Work instructions: Your answer should be only the lines below from the one with "Where is each instance of the heart" to the one with "Where is each instance of the red", repeated exactly, ends included.

··· Records shown

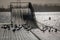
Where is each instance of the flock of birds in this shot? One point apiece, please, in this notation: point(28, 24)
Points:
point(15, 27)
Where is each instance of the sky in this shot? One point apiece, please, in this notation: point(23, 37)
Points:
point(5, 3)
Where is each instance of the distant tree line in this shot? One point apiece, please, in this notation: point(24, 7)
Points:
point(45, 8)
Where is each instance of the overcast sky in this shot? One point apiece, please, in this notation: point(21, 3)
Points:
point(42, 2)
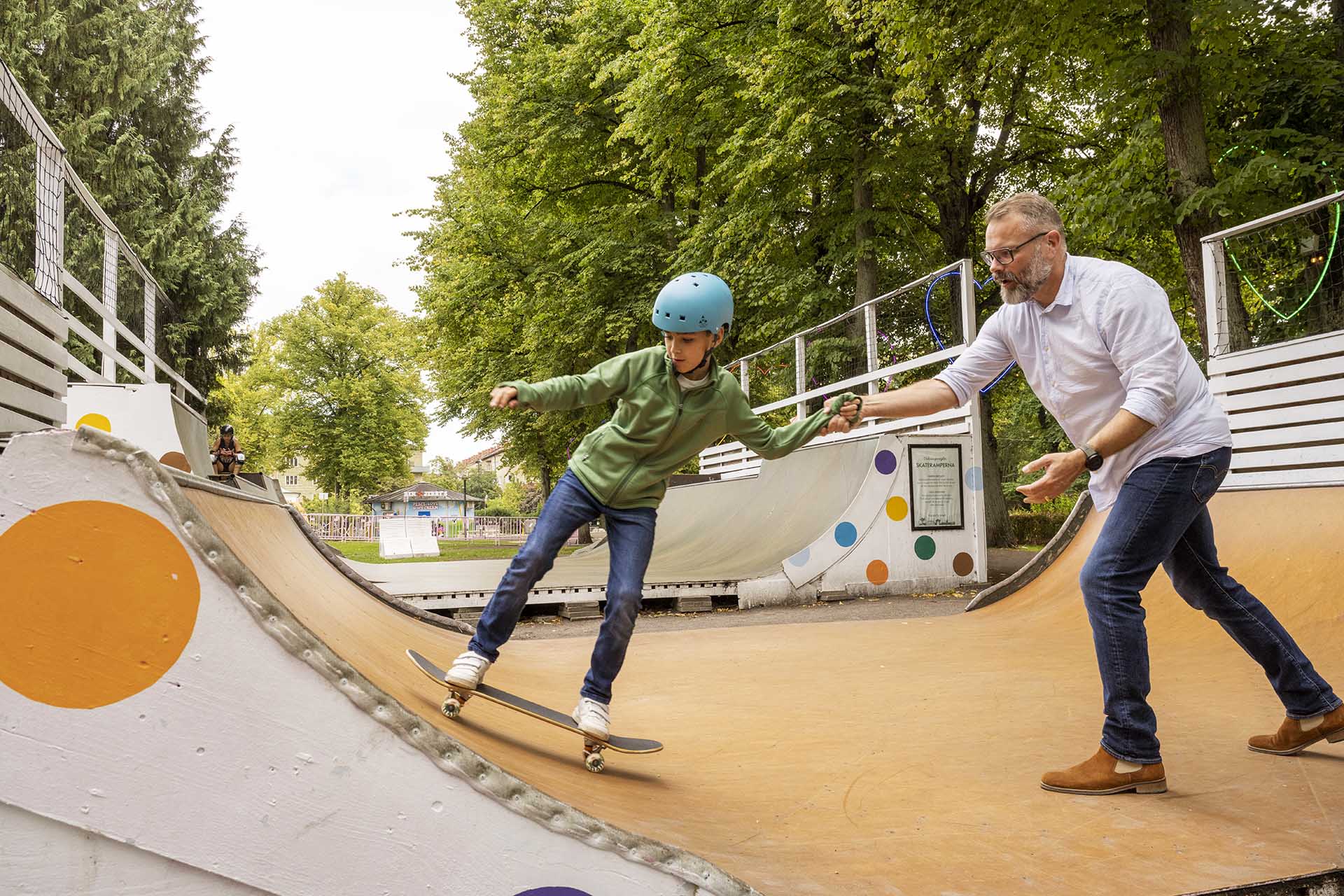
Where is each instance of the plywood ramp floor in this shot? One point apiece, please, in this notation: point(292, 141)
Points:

······
··· Records shown

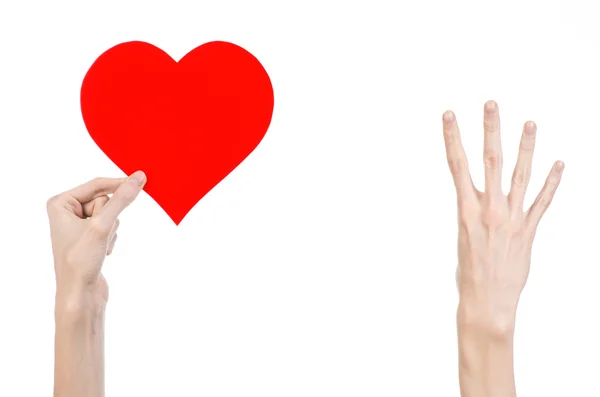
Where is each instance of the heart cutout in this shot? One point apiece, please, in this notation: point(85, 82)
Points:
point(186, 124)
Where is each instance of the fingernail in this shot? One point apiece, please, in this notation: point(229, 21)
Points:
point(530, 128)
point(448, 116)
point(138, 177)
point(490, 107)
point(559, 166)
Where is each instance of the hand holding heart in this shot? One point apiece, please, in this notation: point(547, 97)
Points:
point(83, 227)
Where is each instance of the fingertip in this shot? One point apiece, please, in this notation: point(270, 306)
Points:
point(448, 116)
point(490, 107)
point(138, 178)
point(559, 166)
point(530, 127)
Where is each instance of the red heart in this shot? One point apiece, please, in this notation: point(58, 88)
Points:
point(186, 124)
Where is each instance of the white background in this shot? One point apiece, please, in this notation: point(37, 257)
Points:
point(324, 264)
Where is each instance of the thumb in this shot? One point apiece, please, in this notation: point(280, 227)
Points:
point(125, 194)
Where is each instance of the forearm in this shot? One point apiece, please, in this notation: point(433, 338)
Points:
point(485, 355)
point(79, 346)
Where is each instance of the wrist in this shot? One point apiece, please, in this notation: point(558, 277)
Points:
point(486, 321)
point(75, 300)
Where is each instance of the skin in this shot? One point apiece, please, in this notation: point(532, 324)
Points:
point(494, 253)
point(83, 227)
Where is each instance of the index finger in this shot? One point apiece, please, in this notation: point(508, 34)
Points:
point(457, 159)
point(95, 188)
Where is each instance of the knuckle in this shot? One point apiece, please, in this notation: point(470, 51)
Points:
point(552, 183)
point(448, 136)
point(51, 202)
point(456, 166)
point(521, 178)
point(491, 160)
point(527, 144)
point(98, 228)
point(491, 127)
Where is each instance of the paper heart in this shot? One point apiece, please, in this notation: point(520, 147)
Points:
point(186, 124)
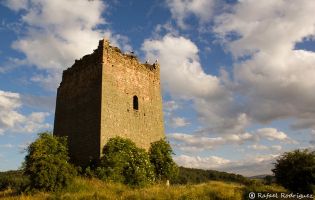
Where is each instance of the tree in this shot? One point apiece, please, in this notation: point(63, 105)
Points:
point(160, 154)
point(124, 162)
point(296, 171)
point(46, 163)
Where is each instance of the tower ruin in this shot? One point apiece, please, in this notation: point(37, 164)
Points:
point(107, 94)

······
··· Records shown

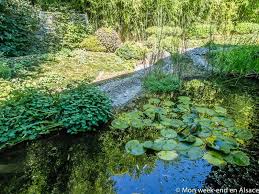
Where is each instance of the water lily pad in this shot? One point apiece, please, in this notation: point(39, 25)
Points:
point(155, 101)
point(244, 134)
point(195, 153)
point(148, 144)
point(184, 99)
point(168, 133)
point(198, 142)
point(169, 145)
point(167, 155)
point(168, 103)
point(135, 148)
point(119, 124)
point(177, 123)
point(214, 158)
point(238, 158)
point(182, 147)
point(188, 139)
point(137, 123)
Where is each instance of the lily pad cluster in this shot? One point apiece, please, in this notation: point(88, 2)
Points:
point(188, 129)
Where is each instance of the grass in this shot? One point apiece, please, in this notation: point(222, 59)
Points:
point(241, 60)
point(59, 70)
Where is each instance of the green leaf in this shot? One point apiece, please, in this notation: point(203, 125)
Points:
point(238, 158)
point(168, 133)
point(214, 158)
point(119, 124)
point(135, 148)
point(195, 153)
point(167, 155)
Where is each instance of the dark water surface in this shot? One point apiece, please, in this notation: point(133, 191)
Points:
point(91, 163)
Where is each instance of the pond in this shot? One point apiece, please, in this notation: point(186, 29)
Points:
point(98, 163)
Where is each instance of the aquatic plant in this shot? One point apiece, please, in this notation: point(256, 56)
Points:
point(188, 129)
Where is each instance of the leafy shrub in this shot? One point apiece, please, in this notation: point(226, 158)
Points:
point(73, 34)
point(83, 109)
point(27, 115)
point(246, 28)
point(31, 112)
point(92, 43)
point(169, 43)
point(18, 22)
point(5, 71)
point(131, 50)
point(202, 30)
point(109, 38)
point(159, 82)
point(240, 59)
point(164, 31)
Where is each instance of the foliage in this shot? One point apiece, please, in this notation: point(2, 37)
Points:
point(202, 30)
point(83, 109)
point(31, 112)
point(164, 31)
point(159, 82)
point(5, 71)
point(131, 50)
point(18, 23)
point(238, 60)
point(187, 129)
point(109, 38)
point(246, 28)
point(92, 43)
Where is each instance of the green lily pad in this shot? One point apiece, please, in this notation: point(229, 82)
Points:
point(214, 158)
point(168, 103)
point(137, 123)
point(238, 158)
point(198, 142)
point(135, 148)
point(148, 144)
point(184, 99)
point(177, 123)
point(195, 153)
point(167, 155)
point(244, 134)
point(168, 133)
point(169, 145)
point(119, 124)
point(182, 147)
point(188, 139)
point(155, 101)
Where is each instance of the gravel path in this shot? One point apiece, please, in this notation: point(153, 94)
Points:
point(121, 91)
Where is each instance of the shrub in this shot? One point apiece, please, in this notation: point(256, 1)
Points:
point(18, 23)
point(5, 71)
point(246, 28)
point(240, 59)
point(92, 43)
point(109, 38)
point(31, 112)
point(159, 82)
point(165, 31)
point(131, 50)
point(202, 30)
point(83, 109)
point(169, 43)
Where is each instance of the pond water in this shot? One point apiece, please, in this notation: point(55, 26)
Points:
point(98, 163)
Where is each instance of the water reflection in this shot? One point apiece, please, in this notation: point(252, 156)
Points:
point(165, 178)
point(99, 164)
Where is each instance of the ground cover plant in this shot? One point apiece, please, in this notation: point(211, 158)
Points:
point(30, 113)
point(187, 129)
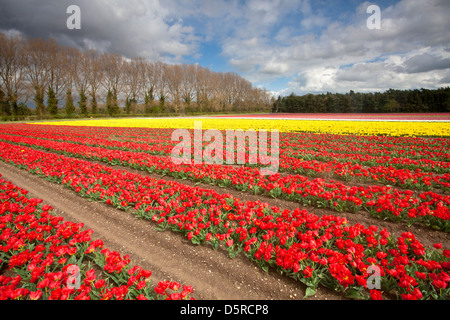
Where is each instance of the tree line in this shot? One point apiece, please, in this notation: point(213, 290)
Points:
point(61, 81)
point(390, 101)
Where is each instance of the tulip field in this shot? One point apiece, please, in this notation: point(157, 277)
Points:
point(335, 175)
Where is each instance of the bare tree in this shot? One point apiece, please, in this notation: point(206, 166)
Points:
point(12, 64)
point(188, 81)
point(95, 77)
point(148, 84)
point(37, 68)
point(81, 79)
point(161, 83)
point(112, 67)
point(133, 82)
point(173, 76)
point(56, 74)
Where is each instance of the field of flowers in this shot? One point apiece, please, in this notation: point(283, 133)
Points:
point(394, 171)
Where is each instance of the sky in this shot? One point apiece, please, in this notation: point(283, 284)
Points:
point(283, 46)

······

Response box:
Where is each instance of the heart cutout in this shot? One point apiece, please, in this notation: point(85, 82)
Points:
point(186, 124)
Where is each instance of the fingernail in this shot? One point apiece, please, in this notation: point(229, 21)
Points:
point(530, 128)
point(448, 116)
point(138, 177)
point(490, 107)
point(559, 166)
Where is each instance of the hand holding heart in this shot? One point apiece, please, in this notation: point(547, 97)
Points:
point(83, 227)
Where is each instance of the fingertip in this shot? One point apiece, please, in this notation: point(270, 306)
Points:
point(448, 116)
point(490, 107)
point(138, 178)
point(559, 166)
point(530, 127)
Where is each instance of the red heart in this shot? One point apiece, please, in this notation: point(58, 88)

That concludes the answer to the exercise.